## Exercise objective
Exclude the pictures, then quote exactly the lines from the one holding "Can you find the shoulder" through the last line of the records.

## Source data

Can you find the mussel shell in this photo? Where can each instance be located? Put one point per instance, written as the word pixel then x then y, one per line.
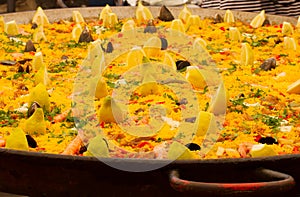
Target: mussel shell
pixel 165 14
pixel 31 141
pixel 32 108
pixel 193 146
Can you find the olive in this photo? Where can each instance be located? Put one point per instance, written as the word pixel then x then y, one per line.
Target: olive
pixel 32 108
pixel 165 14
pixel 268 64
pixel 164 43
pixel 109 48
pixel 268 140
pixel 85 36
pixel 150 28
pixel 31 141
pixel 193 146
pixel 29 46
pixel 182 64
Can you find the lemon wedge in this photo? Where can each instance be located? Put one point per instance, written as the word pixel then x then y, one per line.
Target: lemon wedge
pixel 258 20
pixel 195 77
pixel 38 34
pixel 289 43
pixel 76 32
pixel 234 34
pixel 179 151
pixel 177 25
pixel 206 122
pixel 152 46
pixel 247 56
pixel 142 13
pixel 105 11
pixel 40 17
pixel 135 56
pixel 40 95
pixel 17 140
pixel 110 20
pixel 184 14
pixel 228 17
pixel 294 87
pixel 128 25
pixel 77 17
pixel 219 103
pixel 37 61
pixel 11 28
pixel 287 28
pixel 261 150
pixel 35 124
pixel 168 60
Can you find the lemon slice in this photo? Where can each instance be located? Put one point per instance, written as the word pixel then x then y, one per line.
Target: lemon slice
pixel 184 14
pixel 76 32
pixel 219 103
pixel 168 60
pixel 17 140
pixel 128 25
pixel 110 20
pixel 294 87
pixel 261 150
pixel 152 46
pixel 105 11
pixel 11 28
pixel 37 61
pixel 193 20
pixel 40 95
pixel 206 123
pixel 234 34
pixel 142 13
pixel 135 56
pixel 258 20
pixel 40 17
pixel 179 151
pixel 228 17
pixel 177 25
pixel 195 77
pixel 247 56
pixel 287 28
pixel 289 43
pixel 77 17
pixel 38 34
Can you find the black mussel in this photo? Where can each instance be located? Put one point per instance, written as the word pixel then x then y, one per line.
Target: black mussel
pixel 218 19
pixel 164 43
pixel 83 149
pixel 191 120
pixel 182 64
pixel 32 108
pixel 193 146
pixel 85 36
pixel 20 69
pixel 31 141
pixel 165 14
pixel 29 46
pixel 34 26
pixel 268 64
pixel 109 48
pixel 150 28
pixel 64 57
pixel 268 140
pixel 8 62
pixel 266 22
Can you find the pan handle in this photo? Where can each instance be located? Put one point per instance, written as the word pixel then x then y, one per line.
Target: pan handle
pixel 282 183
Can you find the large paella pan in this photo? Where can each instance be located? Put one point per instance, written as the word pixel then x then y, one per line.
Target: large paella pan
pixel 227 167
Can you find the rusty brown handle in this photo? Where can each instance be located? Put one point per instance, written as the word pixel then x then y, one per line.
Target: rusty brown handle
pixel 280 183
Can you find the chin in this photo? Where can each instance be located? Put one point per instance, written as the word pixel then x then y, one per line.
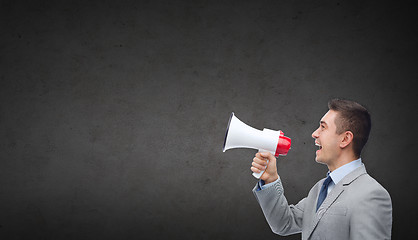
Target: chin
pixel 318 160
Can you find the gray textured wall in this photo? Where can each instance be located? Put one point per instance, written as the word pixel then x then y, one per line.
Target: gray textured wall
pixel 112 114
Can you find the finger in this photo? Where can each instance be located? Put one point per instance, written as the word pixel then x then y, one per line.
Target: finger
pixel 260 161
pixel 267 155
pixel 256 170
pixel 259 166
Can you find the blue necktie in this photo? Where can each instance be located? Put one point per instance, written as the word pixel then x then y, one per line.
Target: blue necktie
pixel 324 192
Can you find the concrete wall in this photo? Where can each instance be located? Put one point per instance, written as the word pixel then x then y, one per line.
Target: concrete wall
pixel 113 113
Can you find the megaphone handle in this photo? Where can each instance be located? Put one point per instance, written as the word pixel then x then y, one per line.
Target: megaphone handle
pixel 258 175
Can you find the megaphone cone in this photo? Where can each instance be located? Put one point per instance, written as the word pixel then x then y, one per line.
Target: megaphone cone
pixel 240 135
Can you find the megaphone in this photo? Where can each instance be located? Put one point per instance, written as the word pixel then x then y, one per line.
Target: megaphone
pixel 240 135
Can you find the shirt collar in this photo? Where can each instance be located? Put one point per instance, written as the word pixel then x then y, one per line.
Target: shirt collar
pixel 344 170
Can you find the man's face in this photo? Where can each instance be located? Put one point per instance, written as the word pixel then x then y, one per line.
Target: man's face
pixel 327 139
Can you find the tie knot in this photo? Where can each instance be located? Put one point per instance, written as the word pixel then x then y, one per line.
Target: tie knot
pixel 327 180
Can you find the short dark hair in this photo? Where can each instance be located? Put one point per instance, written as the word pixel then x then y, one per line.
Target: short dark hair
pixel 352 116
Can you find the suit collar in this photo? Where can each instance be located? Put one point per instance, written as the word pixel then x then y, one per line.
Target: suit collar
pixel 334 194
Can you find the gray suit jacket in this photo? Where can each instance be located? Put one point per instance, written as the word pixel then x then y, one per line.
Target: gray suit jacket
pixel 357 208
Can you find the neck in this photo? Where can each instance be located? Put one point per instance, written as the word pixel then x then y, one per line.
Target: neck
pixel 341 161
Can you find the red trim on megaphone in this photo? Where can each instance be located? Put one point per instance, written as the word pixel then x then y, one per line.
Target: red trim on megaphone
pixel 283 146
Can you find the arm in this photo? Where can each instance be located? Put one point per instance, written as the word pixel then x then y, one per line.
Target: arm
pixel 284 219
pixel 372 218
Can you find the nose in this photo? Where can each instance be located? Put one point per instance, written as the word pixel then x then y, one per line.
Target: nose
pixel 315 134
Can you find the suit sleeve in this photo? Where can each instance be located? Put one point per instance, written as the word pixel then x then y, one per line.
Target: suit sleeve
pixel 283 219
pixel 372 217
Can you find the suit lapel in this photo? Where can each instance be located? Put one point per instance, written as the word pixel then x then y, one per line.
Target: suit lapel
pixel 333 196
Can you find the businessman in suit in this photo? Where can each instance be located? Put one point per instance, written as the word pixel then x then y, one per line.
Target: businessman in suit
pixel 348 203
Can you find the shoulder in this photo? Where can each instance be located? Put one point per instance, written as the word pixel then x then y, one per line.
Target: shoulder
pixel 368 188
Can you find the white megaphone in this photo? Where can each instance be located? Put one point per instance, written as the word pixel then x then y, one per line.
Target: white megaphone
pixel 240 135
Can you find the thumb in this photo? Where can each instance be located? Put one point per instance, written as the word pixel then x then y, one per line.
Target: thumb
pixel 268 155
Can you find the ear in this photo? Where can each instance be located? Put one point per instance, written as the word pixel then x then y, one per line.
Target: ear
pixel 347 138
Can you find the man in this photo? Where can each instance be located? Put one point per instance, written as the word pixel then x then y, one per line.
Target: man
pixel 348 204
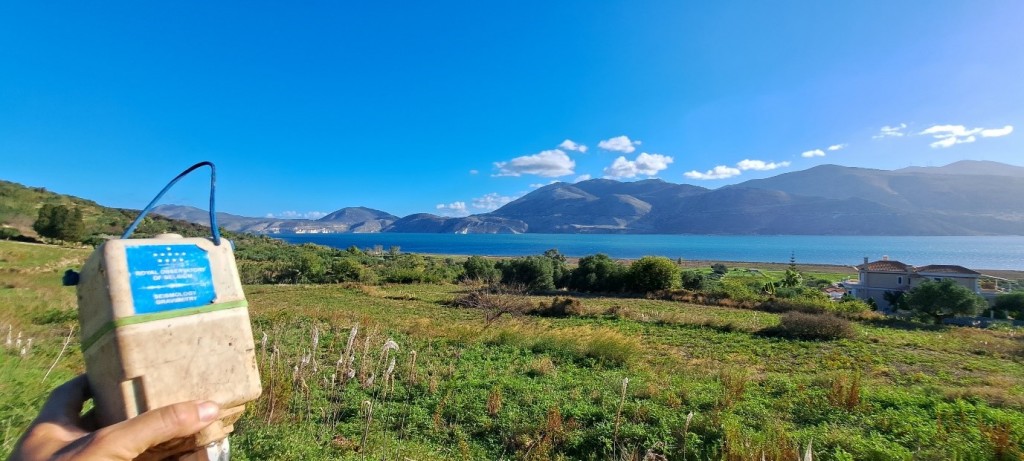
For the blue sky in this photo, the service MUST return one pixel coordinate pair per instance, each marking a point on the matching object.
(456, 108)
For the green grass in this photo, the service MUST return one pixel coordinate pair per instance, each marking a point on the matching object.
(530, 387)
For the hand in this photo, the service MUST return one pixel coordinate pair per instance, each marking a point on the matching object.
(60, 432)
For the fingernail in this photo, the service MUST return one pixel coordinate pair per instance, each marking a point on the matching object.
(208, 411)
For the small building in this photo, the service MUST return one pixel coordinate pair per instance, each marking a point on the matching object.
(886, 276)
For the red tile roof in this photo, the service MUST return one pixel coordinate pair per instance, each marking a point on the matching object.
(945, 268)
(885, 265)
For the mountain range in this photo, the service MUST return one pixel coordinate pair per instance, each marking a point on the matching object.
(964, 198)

## Output of the exercise
Can you find the shoulder in this photo? Where can each instance be located? Put one point per instance, written as the word pixel then x then y, one per line.
Target: shoulder
pixel 368 188
Can you find the white megaphone in this photo? Where can each instance be located? Put one point per instance, written as the word pixel then x then y, one per line.
Target: white megaphone
pixel 240 135
Can you find the thumb in this photo? Where can each instance be located? Put one point per instance, written as the word pixel then x then y, one per line.
Target: thumb
pixel 268 155
Can you find the ear in this photo? Where can each instance be located? Put one point per instance, written as the word pixel then x then y, one per line.
Target: ear
pixel 347 138
Can you find the man in this photo? Where can each instance be located? Put one point per instance, written as the word pixel then x then y, one per line.
Target: man
pixel 348 204
For the blue sky in this photo, the service MUST return one pixel coordinate pair per instance, each marking a point on the matching object.
(456, 108)
For the green grass in this photo, the service MUST return one pixel coordinate pair per instance, each marking a point on the matching object.
(530, 387)
For the hand in this photo, the service MUST return one pixel coordinate pair per instance, each marking a point on the matching object.
(60, 432)
For the fingernail in this photo, the service MUST return one pixel coordinate pair per instance, each marking a point on the matching object.
(208, 411)
For the small building in this photo, the service MUST return one pixel coordinate pair per instance, each marking a point on the matching object.
(886, 276)
For the red tile roof in this photo, the service MUST return one pixel coordinate pair per instance, each marking a point on the matching object.
(945, 268)
(885, 265)
For the mountain range in this photo, the service MUST return one pixel coordinate pair per instance, each marking a point on the matching object.
(964, 198)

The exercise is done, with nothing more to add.